# [What is asked]
Reproduce the passage on service workers in Star Trek verbatim, between "an Enterprise D" and "there to serve.", inclusive.

-- Start of Passage provided --

There are workers everywhere in the Star Trek universe. Star Trek creators have been thinking about this nearly as long as the franchise has existed. Here’s a cleaner vacuuming at Starfleet headquarters in Star Trek II: The Wrath of Khan. Director Nicholas Meyer must have wondered who vacuums in Starfleet because there’s a worker vacuuming in the background as Spock and Kirk walk past.

Admiral Kirk turns to notice a Starfleet worker vacuuming Starfleet Headquarters in The Wrath of Khan
And on the Enterprise D, the flagship of the United Federation of Planets, we constantly see a sizeable contingent of service workers on board. There are cleaners, barbers, waiters, and bartenders. For most of the series we don’t learn much about the wait staff, but we get to know the bartender pretty well.

an Enterprise D waiter serving drinks in Ten Forward
Guinan is a semi-regular character in Star Trek: The Next Generation who is the ship’s bartender. She’s also a personal confidante to many of the senior officers, particularly Captain Picard. It’s always assumed that Guinan has a dynamic private reason for being aboard the Enterprise that extends beyond simply serving drinks, so she’s not our best example. We do know that she wants to be there and has chosen the role of bartender. Far more interesting to me are the Ten Forward civilian staff who don’t interact with the crew beyond their capacity as service workers and who are simply there to serve.

-- End of Passage provided --
-- Start of Collected data --

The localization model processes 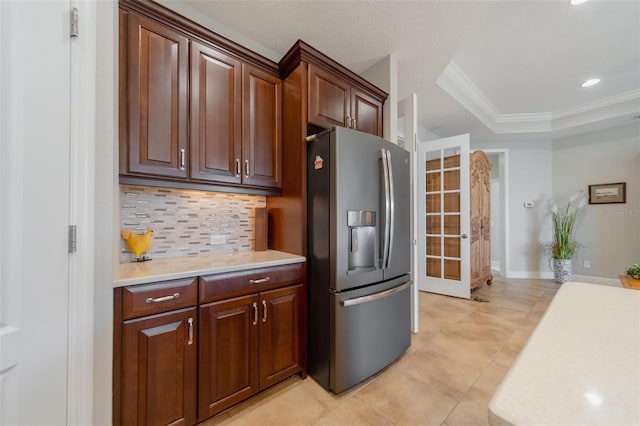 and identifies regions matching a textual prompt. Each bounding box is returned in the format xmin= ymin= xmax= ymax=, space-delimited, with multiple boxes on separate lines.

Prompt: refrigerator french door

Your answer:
xmin=307 ymin=127 xmax=411 ymax=393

-- End of Collected data --

# [Answer for this exercise]
an Enterprise D waiter serving drinks in Ten Forward
Guinan is a semi-regular character in Star Trek: The Next Generation who is the ship’s bartender. She’s also a personal confidante to many of the senior officers, particularly Captain Picard. It’s always assumed that Guinan has a dynamic private reason for being aboard the Enterprise that extends beyond simply serving drinks, so she’s not our best example. We do know that she wants to be there and has chosen the role of bartender. Far more interesting to me are the Ten Forward civilian staff who don’t interact with the crew beyond their capacity as service workers and who are simply there to serve.